=== GIVEN INSTRUCTION 1 ===
Reproduce the entries word for word, from their first line through the line containing "1312 573 L 0", with both of those lines included.

— Start of TEXT EXTRACT —

As such, we cannot confirm our expectation on multi-level governance, which is at least theoretically, surprising. When new laws, policies and legislations were developed, these mostly concerned the most primary issues such as housing, employment and registration. It is clear that depending on the policy area, different institutional logics applied in different countries (and sometimes in different regions within the same country). Moreover, different historical paths guided how governments reacted upon this EU migration. All the studied cases show large variety in their local-national approaches and focus areas, but the absence of the EU level is a comparative element observed in all cases.

— End of TEXT EXTRACT —
— Start of MATERIAL PROVIDED —

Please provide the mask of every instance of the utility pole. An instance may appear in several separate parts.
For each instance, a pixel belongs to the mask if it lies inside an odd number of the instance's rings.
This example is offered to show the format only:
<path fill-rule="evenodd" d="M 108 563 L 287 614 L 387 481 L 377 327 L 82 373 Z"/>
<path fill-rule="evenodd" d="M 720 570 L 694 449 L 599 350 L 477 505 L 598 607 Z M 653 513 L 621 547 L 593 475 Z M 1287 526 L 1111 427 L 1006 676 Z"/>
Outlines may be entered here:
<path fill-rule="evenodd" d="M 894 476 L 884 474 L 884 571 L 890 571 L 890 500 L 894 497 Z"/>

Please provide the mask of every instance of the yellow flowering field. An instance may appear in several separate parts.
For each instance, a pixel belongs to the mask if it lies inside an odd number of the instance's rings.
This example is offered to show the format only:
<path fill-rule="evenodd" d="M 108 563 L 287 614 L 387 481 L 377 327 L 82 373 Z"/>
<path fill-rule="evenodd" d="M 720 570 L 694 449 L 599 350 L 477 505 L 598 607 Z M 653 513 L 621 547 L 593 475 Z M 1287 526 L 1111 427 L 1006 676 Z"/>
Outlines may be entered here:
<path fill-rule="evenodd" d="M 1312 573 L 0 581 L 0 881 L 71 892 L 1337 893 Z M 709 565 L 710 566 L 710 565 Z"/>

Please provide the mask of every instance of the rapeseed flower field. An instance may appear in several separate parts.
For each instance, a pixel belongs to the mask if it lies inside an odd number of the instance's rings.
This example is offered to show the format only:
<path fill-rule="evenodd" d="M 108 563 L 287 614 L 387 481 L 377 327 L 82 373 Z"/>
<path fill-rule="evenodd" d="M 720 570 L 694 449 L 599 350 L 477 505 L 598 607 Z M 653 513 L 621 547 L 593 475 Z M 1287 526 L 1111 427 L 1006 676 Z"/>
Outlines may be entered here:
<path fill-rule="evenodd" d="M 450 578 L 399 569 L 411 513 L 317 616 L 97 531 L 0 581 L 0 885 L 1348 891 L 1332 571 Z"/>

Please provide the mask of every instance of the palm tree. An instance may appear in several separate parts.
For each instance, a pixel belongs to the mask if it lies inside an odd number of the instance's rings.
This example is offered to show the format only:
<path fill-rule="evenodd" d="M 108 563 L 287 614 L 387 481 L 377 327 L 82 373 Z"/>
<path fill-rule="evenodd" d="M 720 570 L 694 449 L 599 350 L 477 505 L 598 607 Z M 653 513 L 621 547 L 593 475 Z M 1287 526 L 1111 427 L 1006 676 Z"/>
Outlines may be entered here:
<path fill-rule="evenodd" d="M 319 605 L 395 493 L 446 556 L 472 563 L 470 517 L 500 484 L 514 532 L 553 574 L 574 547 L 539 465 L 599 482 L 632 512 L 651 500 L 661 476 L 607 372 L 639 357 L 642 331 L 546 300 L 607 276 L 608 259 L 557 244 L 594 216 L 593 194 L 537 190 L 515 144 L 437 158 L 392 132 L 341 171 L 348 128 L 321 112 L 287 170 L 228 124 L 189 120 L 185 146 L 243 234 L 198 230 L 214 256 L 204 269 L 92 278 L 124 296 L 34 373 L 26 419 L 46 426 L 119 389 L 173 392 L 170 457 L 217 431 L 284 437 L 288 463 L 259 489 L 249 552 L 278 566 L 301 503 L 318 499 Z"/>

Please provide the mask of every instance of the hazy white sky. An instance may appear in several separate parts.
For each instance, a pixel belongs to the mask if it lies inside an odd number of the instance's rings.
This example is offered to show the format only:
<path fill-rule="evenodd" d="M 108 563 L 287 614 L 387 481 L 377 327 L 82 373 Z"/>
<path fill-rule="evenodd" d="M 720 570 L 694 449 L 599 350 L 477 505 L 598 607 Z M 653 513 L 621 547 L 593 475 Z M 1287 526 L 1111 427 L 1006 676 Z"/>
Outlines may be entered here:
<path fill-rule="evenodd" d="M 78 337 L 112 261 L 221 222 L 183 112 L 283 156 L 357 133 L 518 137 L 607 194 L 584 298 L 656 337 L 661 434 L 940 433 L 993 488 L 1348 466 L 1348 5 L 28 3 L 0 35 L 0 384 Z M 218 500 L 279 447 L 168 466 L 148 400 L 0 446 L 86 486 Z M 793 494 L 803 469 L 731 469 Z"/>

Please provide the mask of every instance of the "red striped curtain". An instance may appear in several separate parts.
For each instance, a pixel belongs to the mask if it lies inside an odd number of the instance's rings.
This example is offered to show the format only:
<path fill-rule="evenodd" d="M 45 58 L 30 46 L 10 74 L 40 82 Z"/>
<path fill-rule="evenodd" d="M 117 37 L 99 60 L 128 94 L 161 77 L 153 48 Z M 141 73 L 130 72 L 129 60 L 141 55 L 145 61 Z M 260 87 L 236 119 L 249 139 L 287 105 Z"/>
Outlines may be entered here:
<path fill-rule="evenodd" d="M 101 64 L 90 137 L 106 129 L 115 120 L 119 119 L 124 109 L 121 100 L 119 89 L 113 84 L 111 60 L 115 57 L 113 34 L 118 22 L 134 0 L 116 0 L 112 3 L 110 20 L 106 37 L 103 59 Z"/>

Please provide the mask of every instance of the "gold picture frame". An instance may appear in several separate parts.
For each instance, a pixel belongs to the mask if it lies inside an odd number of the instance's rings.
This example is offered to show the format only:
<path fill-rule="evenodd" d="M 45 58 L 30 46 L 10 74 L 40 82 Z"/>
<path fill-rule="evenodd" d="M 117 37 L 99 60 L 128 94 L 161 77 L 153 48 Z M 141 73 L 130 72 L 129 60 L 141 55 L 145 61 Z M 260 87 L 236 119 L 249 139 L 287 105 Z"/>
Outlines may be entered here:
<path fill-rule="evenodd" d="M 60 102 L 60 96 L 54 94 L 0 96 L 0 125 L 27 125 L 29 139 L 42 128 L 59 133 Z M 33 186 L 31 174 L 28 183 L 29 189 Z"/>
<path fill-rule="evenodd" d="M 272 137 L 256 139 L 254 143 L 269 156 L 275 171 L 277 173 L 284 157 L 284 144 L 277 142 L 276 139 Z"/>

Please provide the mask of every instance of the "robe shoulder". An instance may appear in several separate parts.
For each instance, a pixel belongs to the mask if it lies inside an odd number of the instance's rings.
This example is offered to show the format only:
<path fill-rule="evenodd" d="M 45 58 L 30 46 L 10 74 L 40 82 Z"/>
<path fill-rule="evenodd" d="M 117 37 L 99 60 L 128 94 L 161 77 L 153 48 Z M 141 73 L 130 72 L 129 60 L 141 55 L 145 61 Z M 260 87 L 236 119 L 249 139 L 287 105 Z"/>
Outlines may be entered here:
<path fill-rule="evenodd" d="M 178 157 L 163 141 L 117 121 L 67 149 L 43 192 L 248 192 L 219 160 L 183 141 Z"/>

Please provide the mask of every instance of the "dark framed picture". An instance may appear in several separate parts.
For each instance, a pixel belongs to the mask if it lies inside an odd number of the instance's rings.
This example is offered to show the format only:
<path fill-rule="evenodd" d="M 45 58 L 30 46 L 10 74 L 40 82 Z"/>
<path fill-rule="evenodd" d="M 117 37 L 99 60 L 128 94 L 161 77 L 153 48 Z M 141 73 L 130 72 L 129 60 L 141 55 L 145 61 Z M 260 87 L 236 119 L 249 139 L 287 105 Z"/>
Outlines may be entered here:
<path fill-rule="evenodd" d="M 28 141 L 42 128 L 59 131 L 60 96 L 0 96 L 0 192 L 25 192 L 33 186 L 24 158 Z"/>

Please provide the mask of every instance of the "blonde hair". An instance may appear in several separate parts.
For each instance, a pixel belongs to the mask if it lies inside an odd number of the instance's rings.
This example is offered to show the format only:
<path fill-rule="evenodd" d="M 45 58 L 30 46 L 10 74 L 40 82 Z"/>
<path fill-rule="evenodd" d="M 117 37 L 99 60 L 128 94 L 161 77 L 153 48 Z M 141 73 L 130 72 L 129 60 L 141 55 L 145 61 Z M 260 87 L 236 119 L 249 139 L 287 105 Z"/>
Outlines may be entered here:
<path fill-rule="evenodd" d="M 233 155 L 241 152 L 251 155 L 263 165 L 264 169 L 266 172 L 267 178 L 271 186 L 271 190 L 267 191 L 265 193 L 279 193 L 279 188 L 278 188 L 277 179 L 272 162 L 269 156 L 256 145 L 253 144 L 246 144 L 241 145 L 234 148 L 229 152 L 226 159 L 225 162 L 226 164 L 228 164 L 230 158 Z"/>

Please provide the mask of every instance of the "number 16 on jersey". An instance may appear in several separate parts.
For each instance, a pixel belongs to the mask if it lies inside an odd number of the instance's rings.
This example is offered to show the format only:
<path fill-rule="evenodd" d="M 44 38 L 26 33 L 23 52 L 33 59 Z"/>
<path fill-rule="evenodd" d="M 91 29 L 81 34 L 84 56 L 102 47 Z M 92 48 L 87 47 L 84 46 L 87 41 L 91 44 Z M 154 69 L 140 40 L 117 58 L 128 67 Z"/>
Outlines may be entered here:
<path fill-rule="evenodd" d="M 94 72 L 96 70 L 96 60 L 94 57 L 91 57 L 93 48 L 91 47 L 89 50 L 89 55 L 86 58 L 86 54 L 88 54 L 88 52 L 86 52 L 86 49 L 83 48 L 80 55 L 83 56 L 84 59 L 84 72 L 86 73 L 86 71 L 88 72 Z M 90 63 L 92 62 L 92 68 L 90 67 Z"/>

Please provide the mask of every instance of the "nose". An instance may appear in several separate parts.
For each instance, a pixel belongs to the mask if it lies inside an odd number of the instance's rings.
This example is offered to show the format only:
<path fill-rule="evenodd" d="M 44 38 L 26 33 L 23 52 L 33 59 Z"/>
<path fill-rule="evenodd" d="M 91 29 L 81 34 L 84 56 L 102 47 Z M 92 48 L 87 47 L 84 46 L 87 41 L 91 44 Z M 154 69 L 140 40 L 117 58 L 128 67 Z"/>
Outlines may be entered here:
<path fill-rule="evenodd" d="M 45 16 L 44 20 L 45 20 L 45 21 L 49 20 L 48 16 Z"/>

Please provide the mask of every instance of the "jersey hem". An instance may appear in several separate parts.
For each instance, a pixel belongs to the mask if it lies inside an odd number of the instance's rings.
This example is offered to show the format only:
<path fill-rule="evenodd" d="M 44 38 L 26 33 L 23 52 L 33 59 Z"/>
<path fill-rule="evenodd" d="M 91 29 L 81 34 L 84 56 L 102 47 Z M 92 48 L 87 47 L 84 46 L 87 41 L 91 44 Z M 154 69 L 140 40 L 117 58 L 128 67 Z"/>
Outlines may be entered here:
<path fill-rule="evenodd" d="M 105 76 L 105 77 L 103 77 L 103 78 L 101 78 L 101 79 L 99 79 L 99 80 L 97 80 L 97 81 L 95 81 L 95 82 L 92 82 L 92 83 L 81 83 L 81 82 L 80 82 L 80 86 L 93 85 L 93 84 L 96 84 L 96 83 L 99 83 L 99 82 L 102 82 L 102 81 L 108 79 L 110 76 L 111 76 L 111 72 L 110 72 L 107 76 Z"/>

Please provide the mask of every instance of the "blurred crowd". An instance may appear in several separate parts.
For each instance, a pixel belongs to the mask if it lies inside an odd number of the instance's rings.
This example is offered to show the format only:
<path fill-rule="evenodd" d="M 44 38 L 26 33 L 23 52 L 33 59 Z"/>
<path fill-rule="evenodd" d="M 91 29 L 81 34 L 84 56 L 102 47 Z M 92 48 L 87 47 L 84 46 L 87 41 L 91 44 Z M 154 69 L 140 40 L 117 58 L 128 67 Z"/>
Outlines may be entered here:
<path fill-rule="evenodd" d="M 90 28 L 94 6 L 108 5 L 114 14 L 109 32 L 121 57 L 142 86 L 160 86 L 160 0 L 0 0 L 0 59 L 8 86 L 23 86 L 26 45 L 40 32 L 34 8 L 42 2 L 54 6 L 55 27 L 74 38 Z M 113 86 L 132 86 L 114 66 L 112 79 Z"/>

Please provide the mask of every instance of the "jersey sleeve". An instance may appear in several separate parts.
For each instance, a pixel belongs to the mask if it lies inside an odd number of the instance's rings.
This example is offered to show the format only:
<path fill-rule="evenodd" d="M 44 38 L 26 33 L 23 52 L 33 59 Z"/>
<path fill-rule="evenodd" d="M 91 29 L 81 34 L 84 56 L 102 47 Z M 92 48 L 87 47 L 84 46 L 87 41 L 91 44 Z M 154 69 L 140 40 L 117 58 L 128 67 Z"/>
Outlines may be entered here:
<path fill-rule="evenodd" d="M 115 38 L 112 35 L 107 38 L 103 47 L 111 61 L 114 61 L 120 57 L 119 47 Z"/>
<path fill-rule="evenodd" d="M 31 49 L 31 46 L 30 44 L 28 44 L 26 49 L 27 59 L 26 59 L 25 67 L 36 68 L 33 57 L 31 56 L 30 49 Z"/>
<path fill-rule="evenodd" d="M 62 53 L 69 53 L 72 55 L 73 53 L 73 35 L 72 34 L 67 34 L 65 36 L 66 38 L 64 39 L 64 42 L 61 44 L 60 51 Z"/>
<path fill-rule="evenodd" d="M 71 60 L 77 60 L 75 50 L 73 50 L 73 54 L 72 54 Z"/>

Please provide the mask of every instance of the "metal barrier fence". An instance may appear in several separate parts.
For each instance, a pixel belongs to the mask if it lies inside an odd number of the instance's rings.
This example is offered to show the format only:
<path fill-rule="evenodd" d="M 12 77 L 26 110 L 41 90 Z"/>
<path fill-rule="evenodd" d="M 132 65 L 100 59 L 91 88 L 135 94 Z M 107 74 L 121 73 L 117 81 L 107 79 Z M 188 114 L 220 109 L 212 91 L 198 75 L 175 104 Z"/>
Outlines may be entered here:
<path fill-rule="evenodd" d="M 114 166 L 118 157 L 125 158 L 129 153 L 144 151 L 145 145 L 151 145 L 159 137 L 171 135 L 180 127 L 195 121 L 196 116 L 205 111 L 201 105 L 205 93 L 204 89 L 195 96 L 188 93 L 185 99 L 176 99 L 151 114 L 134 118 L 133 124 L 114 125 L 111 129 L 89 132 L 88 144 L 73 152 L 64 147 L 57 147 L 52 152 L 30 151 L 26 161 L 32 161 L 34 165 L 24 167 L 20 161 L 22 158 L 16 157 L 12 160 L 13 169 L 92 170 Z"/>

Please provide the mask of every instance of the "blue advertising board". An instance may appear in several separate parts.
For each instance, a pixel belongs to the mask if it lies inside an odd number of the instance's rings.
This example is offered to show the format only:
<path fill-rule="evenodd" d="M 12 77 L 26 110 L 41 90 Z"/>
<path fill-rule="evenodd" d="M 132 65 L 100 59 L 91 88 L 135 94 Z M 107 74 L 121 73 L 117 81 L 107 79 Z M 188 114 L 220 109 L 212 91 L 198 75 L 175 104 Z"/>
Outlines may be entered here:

— End of MATERIAL PROVIDED —

=== GIVEN INSTRUCTION 2 ===
Pick up the passage on how governments handled EU migration after its final sentence and continue it.

=== ANSWER 1 ===
Please provide the mask of every instance of the utility pole. An instance may appear in several separate parts.
For each instance, a pixel belongs to the mask if it lies inside an odd number of the instance's rings.
This example is offered to show the format only:
<path fill-rule="evenodd" d="M 108 563 L 287 614 L 387 481 L 377 327 L 82 373 Z"/>
<path fill-rule="evenodd" d="M 720 570 L 694 449 L 599 350 L 477 505 L 598 607 Z M 653 513 L 621 547 L 593 475 Z M 1287 526 L 1111 427 L 1006 676 Z"/>
Outlines may be entered here:
<path fill-rule="evenodd" d="M 894 476 L 884 474 L 884 571 L 890 571 L 890 500 L 894 497 Z"/>

Please provide the mask of every instance of the yellow flowering field. An instance may appear in several separate parts.
For each instance, a pixel belongs to the mask if it lies inside an odd number of the instance's rings.
This example is offered to show the format only:
<path fill-rule="evenodd" d="M 108 563 L 287 614 L 387 481 L 377 327 L 82 373 Z"/>
<path fill-rule="evenodd" d="M 720 570 L 694 449 L 599 350 L 477 505 L 598 607 Z M 653 513 L 621 547 L 593 475 Z M 1287 526 L 1111 427 L 1006 676 Z"/>
Outlines may be entered here:
<path fill-rule="evenodd" d="M 1312 573 L 0 581 L 0 881 L 71 892 L 1337 893 Z M 709 565 L 710 566 L 710 565 Z"/>

=== ANSWER 2 ===
In some cases active engagement of local municipalities was visible, pushing up this issue on the agenda not only of their local council but striving for national attention as well. This kind of policy entrepreneurship has not been observed in all cases, sometimes also because of a lack of political significance, social urgency or historical-institutional path dependency. But in the cases where this policy entrepreneurship worked, and levels of government felt responsible to act and collaborate, these levels surprisingly seemed to have the same ground. In terms of Durkheim, these actors did not only have an agreement in terms of logical but also moral conformity: they not only agreed on their logical presuppositions and perceptions but also agreed upon their values. However, in most cases this did not occur, and one important lesson is that in spite of its broad theoretical definition and application in the literature, multi-level governance is hard to achieve in practice and need to be seen as one of the varied ideal types of governance in a multi-level setting.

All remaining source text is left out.